EXERCISE DESCRIPTION: In the court transcript, shorten the paragraph beginning "No. Your Honour, there are" while keeping its main facts.

DOCUMENT PASSAGE:
MR GLISSAN: Certainly.

BRENNAN J:  Is 620 and 631 the high point of the

observations falling from the court or in which
the court might have been regarded as having

agreed with counsel as to what the court was bent

on from the time when it was first reconstituted?

MR GLISSAN:  No. Your Honour, there are - I would endeavour

to put them in a very brief way - a number of times

at which what was being agitated before the court

was expressly the subject of judicial observation.

There is the early passage, I think, at 423 to

which I referred Your Honours earlier about the

unsatisfactory nature of the appeal.

BRENNAN J:  That was in relation to the issue of instructions

to counsel.

MR GLISSAN:  Yes.

BRENNAN J: Now, there are, are there not, questions of the

issue of instructions to counsel; questions of

leave and questions of the merits of the appeal

generally?

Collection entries
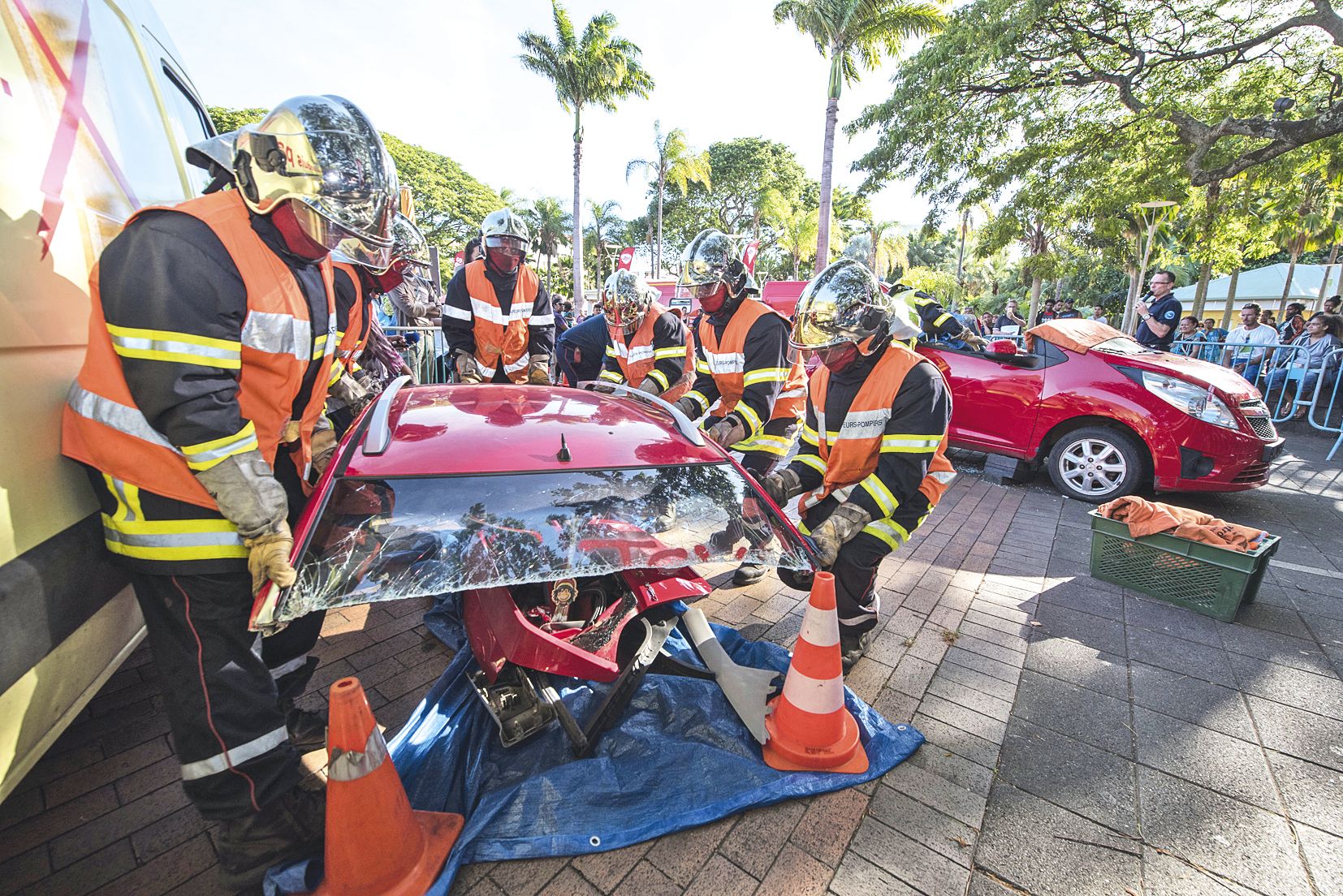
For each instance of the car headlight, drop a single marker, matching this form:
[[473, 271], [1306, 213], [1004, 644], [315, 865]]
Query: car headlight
[[1193, 399]]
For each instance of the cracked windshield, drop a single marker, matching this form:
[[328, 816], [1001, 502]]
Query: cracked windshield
[[391, 539]]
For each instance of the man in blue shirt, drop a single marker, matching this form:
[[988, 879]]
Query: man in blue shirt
[[1159, 319]]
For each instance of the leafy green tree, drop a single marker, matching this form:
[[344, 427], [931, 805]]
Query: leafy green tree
[[594, 70], [550, 226], [852, 34], [673, 162]]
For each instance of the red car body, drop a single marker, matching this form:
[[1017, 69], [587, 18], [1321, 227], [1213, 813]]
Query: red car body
[[1021, 407]]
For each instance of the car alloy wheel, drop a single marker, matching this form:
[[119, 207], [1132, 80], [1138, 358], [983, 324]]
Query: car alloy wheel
[[1095, 463]]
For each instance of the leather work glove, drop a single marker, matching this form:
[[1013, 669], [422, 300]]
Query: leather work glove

WRITTEN SOLUTION: Mr Glissan answers no: on several occasions, what was argued before the court was expressly the subject of judicial observation. One example is an early passage, which he thinks is at 423 and which he cited earlier, about the unsatisfactory nature of the appeal.